How many of the lines below include "boot"? Give the number and no other words.

Data extracted from a collection:
* * * * *

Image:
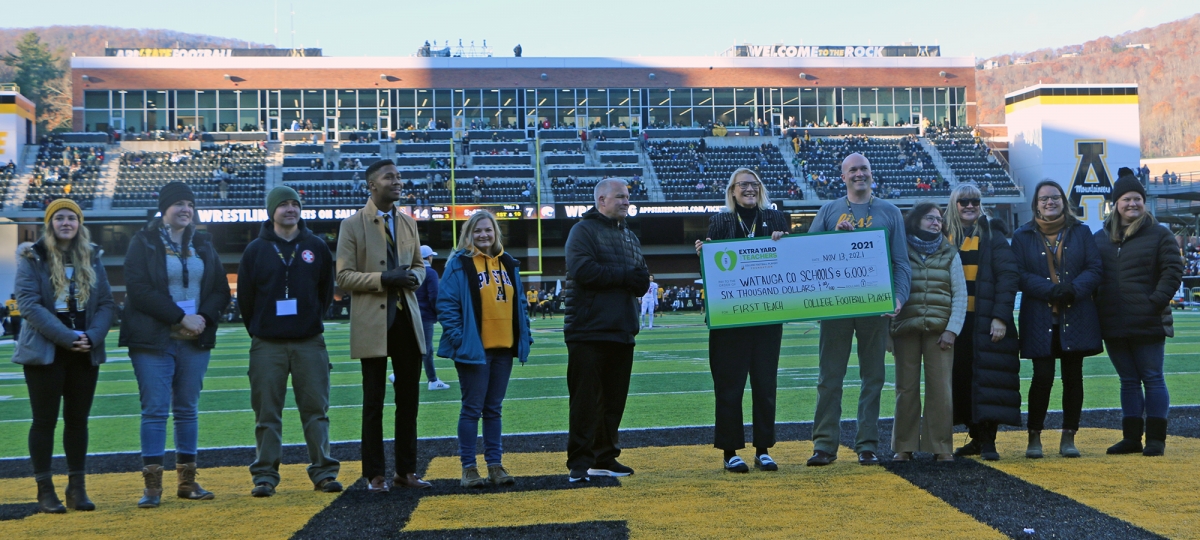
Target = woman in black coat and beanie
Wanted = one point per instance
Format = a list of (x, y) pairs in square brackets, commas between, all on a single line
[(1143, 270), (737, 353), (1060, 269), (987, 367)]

* * * * *

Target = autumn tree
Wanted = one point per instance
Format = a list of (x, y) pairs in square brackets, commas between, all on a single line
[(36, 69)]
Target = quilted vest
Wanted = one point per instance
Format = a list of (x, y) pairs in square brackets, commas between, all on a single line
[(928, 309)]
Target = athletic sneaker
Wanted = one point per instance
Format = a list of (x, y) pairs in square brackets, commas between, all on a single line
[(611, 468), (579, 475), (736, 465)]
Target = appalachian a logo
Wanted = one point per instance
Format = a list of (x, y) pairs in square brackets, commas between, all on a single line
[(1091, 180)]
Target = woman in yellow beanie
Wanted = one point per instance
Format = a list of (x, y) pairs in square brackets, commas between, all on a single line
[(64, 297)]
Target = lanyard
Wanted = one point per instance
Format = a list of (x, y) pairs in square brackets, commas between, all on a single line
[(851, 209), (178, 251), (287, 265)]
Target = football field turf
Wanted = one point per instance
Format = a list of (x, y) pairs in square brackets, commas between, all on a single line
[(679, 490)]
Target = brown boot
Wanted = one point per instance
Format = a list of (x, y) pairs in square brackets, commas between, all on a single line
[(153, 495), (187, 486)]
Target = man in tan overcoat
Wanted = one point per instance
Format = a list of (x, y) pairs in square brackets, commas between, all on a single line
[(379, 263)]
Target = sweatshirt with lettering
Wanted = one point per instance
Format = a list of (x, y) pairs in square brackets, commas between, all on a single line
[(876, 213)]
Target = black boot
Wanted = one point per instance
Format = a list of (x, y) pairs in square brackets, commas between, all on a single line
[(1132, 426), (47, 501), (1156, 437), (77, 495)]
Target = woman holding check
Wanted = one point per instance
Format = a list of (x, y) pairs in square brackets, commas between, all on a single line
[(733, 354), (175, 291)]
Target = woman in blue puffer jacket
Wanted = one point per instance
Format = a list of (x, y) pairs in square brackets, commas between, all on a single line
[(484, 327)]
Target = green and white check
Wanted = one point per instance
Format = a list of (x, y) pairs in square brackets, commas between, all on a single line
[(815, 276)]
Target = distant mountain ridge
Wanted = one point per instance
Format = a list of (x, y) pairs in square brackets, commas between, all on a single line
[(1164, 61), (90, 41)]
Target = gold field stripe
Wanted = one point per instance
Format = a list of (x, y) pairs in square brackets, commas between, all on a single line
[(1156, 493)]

* * * * *

*Response to this exercise*
2